What you have to do |
Arrange the lines below as a Markdown table with the columns Row and Line, numbering each row and omitting blank lines.

(Dataset excerpts on pointing at objects)
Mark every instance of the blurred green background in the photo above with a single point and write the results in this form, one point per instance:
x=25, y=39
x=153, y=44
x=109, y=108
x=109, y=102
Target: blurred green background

Solution to the problem |
| Row | Line |
|---|---|
| 1 | Mark every instance of the blurred green background in the photo above with a single point and write the results in this form, one point per instance: |
| 2 | x=25, y=39 |
| 3 | x=153, y=44 |
| 4 | x=109, y=108 |
| 5 | x=109, y=102 |
| 6 | Target: blurred green background |